TEXTE CITÉ:
Aller au contenu principal

Décisions | Chambre administrative de la Cour de justice Cour de droit public

1 resultats
A/2630/2019

ATA/1229/2019 du 13.08.2019 ( MARPU ) , ADMIS

Descripteurs : MARCHÉS PUBLICS;APPEL D'OFFRES(MARCHÉS PUBLICS);PROCÉDURE D'ADJUDICATION;SOUMISSIONNAIRE;PRIX;COMPARAISON DE PRIX;DROIT D'ÊTRE ENTENDU
Normes : AIMP.1; AIMP.11; RMP.40.al2; RMP.41; RMP.42.al1.lete
Parties : UNLIMITED PERSPECTIVE SA / METALOID SA, DIRECTION DES RENOVATIONS ET TRANSFORMATIONS
Résumé : En présence d’une offre anormalement basse, l’autorité adjudicatrice doit demander des renseignements complémentaires au soumissionnaire concerné. L’autorité doit formellement l’interpeller afin qu’il s’explique et justifie son prix. Faute de l’avoir fait dans le cas d’espèce, l’autorité a violé le droit d’être entendu de la société recourante. La décision contestée, en tant qu’elle exclut l’offre de la recourante et qu’elle attribue le marché à une autre société, est annulée.

CONSIGNE: Pour chacune des affirmations suivantes, dites si elle concorde avec la fiche de l’arrêt en répondant par oui ou par non, puis citez les mots de la fiche qui tranchent. (a) Face à une offre anormalement basse, l’autorité adjudicatrice doit demander des renseignements complémentaires au soumissionnaire. (b) L’autorité avait formellement interpellé la société recourante avant d’exclure son offre. (c) La décision contestée est annulée en tant qu’elle attribue le marché à une autre société. Les items ci-dessous proviennent d’une autre source que la fiche de l’arrêt.

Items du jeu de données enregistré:
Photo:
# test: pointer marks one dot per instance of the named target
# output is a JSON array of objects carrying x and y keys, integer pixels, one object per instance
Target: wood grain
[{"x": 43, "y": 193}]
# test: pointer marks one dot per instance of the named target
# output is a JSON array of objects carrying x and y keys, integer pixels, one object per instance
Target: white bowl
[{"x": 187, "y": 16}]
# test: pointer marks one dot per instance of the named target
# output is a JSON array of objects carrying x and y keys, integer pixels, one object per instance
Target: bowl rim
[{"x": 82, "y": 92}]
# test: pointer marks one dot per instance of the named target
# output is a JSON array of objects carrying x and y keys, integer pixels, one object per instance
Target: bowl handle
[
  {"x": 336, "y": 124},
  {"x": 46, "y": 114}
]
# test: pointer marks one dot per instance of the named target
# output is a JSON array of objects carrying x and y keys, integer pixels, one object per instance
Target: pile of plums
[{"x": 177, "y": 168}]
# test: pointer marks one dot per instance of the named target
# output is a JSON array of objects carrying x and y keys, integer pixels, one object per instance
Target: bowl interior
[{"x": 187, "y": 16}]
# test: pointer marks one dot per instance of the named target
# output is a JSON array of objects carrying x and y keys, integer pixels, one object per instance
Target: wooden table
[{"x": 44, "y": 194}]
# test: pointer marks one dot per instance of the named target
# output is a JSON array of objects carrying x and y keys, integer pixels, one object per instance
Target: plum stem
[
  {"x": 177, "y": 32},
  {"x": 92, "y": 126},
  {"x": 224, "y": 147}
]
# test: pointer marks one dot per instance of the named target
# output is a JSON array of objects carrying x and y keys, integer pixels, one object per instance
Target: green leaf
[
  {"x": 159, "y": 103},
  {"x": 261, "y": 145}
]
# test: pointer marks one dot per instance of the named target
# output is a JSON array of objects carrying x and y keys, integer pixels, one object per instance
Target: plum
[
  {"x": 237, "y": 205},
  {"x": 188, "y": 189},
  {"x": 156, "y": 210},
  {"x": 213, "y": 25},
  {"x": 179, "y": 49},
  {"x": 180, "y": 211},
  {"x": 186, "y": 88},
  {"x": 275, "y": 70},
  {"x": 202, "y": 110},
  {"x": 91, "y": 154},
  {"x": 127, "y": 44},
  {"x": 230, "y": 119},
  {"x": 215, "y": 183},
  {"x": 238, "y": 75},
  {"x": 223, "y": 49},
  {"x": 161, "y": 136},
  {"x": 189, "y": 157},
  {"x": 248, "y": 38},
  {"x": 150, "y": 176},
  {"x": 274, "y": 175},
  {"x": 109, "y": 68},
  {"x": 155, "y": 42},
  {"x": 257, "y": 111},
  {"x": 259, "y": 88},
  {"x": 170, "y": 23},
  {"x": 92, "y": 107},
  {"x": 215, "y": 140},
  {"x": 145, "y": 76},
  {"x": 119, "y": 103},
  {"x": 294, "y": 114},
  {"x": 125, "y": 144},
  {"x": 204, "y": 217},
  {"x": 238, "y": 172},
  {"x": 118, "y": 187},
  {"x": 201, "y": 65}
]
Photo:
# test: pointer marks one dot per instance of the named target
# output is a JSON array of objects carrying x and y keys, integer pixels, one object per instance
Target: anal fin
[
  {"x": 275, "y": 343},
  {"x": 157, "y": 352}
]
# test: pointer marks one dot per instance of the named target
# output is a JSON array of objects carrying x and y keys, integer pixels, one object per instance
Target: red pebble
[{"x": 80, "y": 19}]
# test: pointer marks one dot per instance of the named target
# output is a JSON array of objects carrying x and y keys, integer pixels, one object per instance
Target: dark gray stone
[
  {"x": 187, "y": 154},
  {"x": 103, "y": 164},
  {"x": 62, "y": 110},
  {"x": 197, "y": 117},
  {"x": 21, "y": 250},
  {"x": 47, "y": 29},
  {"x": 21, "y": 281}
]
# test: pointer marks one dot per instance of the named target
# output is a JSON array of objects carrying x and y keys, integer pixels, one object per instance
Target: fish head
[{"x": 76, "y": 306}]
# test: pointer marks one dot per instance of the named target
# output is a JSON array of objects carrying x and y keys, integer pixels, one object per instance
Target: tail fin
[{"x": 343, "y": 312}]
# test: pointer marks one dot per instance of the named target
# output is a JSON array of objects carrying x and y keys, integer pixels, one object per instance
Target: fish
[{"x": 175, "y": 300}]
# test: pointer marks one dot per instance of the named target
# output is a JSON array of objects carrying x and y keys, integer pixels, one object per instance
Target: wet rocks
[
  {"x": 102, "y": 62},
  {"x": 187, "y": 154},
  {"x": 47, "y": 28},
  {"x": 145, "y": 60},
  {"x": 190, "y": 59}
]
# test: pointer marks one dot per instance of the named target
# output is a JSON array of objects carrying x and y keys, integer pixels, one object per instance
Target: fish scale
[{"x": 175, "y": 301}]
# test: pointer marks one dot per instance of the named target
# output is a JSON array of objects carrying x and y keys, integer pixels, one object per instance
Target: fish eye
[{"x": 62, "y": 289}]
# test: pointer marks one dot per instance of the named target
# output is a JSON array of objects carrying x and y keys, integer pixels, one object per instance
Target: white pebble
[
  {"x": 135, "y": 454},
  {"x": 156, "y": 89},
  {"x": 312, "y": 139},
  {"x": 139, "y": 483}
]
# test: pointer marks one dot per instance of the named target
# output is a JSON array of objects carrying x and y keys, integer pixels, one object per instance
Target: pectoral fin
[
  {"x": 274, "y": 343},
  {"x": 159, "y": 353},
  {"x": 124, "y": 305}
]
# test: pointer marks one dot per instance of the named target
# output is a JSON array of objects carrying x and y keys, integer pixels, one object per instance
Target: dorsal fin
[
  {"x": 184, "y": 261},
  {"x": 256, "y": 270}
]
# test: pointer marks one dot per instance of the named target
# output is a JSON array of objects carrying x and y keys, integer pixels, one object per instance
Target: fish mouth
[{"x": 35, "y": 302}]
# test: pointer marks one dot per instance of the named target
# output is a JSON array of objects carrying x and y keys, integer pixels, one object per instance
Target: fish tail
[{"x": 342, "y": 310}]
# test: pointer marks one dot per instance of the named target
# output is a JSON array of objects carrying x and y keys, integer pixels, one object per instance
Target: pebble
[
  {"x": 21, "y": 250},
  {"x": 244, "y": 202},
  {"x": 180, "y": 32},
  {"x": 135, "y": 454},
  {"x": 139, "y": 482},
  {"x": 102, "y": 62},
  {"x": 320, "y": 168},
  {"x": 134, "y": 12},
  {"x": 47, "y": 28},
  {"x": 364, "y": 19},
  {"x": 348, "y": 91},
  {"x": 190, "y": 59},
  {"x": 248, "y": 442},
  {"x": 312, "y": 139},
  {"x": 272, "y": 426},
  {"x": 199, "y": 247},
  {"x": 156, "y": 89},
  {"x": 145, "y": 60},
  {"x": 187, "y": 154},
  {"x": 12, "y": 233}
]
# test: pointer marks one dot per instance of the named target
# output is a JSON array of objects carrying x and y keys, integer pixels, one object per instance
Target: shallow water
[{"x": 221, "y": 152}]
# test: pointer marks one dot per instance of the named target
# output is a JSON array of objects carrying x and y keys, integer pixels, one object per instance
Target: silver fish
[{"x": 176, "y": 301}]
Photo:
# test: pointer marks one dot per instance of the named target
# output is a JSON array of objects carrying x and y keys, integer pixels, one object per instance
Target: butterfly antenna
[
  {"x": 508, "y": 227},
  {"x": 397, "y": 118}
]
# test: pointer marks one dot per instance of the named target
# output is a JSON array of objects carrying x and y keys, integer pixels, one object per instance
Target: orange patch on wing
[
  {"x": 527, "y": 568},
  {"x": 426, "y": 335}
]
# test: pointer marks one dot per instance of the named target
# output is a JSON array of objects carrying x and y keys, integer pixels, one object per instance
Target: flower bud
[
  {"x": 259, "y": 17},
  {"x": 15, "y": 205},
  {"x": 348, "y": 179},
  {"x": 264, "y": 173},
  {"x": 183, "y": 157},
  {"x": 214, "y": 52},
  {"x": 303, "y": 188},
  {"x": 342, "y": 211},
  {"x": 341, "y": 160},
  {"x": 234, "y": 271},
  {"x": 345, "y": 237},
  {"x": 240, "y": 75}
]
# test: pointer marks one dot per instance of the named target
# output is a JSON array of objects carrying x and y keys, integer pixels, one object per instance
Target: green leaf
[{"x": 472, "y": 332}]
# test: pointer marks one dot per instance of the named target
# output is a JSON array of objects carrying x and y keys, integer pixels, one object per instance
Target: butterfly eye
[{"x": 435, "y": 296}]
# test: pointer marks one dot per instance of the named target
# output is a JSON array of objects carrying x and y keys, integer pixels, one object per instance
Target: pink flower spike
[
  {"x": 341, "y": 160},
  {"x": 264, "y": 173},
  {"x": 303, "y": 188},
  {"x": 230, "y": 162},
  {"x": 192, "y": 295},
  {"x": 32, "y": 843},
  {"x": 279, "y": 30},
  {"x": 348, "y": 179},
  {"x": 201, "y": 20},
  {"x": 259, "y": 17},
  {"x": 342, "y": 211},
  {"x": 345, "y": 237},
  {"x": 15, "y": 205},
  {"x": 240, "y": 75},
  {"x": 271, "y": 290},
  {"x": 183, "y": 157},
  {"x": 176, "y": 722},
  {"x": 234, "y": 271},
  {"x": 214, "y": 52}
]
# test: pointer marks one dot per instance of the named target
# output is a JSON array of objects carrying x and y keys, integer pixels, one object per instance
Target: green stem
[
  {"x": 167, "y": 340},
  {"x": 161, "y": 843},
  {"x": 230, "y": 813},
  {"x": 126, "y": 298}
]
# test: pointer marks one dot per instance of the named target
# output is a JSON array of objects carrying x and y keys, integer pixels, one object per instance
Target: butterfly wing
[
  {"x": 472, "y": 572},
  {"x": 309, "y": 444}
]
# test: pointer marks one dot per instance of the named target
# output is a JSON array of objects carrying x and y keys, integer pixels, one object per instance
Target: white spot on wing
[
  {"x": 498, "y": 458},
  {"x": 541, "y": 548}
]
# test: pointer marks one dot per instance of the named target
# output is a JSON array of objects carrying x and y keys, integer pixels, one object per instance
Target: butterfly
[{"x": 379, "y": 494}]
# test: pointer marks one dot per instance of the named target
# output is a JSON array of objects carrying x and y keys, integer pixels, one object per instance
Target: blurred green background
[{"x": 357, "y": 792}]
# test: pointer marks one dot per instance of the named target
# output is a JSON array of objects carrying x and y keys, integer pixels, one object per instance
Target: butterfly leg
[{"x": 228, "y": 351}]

CORRIGÉ RÉDIGÉ:
(a) Oui : « l’autorité adjudicatrice doit demander des renseignements complémentaires au soumissionnaire concerné ».
(b) Non : « Faute de l’avoir fait dans le cas d’espèce, l’autorité a violé le droit d’être entendu de la société recourante ».
(c) Oui : « La décision contestée, en tant qu’elle exclut l’offre de la recourante et qu’elle attribue le marché à une autre société, est annulée ».